Aim:
Format the item lines starting at the line containing "Draw the outline of every instance of the egret" and ending at the line containing "162], [212, 163]]" as a JSON list of strings, one string per line, with blank lines left out.

Labeled region records:
════

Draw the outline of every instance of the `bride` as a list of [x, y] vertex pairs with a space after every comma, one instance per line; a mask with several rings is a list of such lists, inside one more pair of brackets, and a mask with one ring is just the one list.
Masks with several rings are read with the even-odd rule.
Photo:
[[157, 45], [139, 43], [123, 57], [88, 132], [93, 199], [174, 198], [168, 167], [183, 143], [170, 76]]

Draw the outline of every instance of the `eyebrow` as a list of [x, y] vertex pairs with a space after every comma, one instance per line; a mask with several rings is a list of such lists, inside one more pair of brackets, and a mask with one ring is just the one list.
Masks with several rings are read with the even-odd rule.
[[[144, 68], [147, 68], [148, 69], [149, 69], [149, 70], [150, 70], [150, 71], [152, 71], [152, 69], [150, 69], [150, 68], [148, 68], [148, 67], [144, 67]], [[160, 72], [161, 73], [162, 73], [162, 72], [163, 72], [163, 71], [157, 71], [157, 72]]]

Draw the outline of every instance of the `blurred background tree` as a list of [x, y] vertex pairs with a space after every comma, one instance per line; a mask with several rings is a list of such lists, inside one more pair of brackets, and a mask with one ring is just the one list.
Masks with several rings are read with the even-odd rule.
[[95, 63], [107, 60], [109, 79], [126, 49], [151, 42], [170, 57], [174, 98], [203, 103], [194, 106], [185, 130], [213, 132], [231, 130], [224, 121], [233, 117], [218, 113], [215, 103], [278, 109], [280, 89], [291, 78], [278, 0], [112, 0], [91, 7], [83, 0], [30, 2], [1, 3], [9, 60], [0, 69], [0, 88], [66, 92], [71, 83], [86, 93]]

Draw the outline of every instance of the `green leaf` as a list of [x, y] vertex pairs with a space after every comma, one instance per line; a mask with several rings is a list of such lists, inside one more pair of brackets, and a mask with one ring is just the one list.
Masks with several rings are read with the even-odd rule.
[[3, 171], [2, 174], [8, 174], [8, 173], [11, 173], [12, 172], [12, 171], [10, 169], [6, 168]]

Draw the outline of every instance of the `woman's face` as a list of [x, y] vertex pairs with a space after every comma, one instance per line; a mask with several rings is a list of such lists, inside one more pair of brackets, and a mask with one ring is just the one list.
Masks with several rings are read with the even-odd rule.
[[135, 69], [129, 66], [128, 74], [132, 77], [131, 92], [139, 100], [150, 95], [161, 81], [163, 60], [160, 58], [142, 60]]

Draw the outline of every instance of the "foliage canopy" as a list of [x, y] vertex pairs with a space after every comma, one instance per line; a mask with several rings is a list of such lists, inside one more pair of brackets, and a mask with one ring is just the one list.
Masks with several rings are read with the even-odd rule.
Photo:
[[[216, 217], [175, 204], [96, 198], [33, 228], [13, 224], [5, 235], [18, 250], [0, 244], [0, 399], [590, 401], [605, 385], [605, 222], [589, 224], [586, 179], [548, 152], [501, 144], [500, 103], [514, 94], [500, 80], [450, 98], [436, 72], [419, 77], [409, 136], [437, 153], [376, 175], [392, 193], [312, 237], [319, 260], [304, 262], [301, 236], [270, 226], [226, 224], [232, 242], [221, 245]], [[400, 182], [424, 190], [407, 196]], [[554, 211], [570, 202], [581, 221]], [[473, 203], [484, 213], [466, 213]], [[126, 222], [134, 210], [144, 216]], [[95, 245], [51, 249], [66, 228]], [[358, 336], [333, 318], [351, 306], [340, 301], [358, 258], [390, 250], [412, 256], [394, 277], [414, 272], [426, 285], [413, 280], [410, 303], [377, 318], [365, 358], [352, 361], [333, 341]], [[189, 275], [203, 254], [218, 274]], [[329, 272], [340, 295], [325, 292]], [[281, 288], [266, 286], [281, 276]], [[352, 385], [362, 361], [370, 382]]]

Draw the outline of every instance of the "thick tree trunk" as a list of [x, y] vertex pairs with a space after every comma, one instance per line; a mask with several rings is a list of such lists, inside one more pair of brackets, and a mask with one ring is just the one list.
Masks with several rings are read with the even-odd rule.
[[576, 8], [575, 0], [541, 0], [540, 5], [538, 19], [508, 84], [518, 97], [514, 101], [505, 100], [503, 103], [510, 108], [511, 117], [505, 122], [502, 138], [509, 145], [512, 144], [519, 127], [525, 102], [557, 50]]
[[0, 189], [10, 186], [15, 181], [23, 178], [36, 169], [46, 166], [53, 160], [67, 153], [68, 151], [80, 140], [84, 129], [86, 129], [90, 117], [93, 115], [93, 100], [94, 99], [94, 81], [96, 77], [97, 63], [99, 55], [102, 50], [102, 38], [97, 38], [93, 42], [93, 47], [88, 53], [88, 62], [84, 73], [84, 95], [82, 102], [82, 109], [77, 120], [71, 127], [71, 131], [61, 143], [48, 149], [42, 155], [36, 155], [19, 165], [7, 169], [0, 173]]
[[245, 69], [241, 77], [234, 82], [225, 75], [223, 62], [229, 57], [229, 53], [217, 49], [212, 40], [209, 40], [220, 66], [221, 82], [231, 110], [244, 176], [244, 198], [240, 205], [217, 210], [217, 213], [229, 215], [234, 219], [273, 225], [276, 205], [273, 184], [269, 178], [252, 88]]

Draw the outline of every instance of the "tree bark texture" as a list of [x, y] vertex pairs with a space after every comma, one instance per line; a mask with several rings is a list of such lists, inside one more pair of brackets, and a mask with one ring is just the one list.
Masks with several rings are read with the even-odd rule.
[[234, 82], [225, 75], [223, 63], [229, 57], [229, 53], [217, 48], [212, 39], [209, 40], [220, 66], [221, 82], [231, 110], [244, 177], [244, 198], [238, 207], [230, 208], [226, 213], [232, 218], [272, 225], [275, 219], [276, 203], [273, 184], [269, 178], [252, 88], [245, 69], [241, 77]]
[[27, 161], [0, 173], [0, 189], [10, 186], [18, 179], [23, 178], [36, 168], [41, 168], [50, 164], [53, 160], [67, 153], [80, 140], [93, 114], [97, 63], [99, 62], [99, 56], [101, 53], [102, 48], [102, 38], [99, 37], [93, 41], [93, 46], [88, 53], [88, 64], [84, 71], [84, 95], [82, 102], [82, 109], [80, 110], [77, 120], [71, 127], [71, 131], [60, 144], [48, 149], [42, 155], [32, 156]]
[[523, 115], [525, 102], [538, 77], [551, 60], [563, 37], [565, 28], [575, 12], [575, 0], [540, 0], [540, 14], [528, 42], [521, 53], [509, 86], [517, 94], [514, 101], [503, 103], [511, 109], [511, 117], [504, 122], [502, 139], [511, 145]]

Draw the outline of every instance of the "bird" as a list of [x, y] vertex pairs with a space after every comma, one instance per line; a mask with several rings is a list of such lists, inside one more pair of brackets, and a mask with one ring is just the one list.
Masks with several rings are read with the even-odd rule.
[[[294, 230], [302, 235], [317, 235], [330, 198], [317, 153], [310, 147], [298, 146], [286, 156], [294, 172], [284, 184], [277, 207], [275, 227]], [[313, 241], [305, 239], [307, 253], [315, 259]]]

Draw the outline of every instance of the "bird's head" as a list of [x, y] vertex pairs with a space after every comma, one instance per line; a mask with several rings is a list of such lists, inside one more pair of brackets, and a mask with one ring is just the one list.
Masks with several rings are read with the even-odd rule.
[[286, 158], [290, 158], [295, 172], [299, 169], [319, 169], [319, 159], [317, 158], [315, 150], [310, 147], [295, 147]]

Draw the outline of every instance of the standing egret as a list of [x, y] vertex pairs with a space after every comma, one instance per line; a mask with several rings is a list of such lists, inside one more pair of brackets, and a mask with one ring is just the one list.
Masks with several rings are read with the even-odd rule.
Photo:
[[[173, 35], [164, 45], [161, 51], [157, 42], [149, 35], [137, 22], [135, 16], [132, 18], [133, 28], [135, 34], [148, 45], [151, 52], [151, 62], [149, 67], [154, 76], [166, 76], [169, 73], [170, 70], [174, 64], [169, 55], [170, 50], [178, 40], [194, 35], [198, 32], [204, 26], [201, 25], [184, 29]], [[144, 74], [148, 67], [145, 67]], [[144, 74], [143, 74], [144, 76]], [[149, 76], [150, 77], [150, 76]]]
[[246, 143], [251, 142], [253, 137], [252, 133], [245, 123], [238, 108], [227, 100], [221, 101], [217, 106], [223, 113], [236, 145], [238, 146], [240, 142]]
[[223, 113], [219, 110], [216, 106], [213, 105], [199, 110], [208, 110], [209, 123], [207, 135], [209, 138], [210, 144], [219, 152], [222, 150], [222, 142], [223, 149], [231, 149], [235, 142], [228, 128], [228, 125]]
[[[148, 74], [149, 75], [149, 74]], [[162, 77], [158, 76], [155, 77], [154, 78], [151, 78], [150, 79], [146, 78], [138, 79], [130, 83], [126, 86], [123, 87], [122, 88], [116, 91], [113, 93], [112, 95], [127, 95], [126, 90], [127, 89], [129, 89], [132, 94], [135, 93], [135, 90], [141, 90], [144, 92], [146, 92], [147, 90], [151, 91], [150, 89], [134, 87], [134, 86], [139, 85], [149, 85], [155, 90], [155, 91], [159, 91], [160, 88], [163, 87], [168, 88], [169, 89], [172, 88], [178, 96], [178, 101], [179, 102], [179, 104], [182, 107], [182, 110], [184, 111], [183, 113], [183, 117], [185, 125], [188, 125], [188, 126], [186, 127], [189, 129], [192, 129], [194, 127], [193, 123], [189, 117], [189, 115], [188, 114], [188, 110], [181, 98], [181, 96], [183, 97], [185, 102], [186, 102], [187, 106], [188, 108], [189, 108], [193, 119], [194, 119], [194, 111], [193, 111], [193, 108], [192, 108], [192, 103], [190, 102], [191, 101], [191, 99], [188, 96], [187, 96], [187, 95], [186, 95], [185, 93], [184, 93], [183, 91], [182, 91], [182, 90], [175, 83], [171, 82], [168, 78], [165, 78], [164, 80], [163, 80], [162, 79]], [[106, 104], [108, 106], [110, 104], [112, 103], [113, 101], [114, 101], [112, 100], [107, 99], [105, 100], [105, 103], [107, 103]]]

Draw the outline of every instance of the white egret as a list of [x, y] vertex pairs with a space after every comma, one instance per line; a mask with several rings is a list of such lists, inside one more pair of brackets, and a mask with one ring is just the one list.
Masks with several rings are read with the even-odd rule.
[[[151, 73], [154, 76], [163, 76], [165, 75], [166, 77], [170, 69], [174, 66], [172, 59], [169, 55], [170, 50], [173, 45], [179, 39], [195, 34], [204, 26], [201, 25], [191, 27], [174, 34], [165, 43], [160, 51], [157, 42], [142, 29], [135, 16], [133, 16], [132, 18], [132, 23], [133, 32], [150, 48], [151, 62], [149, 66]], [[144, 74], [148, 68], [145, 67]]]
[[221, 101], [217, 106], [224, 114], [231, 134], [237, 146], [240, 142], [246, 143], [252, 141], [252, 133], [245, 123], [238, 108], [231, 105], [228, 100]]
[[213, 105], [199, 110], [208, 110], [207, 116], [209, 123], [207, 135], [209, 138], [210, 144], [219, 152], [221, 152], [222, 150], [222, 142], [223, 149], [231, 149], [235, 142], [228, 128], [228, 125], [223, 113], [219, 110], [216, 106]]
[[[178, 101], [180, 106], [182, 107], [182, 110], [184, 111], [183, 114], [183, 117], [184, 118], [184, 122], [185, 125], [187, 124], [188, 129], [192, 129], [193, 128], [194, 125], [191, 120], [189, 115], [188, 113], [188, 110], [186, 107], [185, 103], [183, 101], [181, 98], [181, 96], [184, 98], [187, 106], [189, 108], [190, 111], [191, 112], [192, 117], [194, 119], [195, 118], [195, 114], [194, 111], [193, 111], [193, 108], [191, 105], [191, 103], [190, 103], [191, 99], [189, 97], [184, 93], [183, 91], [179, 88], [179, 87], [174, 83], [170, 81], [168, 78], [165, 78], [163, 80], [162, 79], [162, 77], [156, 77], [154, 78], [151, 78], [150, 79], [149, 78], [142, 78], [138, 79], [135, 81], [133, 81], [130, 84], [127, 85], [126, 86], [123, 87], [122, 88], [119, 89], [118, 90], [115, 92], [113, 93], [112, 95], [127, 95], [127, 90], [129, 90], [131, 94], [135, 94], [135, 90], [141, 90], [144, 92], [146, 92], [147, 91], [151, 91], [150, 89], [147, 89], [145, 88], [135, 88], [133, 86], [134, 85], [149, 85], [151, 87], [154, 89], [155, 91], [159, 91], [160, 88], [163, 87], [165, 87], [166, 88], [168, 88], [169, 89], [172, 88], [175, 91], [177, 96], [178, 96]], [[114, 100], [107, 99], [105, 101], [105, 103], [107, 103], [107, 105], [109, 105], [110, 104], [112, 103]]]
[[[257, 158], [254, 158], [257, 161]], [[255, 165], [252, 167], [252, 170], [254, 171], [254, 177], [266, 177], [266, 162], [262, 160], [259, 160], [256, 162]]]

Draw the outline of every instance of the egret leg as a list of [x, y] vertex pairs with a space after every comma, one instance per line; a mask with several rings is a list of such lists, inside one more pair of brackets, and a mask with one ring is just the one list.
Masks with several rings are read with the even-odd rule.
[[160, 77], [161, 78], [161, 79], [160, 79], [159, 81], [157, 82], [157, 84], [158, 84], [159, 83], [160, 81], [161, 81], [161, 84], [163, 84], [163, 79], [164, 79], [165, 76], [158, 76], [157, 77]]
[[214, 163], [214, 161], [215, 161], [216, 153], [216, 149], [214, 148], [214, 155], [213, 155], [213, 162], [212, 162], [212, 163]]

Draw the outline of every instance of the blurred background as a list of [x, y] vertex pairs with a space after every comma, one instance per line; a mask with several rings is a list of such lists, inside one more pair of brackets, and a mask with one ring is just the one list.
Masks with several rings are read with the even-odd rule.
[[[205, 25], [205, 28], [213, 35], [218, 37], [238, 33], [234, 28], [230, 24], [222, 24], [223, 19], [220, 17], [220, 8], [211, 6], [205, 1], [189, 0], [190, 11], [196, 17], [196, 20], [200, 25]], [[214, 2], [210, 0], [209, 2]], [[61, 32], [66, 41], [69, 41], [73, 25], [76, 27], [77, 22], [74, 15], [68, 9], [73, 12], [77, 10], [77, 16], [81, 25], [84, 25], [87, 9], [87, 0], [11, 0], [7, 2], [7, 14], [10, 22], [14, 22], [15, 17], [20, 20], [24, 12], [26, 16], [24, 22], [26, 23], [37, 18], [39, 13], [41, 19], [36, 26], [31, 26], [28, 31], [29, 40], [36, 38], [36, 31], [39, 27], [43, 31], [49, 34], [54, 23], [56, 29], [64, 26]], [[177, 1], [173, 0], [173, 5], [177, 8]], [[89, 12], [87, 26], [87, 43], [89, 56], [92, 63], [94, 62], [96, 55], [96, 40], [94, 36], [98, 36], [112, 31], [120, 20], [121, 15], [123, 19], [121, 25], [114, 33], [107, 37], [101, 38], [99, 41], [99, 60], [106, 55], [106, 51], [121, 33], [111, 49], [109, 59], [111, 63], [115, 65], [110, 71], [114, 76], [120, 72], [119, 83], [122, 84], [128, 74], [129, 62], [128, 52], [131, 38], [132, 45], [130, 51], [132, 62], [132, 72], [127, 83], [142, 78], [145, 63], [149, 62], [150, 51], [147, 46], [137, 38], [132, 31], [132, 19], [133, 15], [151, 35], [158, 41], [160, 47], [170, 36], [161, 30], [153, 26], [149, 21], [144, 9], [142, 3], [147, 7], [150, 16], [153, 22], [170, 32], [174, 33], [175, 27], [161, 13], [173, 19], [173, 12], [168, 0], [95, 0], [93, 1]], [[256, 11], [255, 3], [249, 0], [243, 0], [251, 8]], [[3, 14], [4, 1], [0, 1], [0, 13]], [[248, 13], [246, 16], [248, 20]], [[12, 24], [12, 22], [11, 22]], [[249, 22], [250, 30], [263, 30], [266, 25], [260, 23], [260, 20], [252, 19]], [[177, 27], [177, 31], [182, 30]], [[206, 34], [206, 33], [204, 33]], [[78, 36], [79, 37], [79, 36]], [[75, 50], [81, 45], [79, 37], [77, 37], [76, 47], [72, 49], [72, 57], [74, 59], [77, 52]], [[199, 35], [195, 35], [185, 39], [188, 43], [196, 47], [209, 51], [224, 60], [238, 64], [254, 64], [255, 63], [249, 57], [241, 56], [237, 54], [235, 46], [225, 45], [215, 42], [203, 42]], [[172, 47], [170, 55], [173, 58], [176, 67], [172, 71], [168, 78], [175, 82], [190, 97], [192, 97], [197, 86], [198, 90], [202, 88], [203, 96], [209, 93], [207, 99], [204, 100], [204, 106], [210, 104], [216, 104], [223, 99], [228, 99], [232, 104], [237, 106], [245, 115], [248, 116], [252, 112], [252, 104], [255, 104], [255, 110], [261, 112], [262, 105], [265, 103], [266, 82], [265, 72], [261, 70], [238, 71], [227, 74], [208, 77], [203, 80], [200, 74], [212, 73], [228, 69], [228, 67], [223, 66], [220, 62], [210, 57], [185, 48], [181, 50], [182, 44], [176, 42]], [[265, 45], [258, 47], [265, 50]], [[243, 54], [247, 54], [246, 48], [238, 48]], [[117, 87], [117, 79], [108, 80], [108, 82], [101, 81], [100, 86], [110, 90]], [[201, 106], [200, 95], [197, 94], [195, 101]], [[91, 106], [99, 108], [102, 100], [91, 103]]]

════

Exercise output:
[
  "Draw the outline of every instance of the egret leg as a list of [x, y] vertex pairs with a space after every comma, one instance per line; a mask with several rings is a list of such lists, inside one more pair of brackets, and a mask with one ring is just the one list.",
  "Masks with several rings are read with the even-odd rule.",
  "[[160, 77], [161, 78], [161, 79], [160, 79], [159, 81], [157, 82], [157, 84], [158, 84], [159, 83], [160, 81], [161, 81], [161, 84], [163, 84], [163, 79], [164, 79], [165, 76], [158, 76], [157, 77]]",
  "[[214, 163], [214, 161], [215, 161], [216, 153], [216, 149], [214, 148], [214, 155], [213, 155], [213, 162], [212, 162], [212, 163]]"
]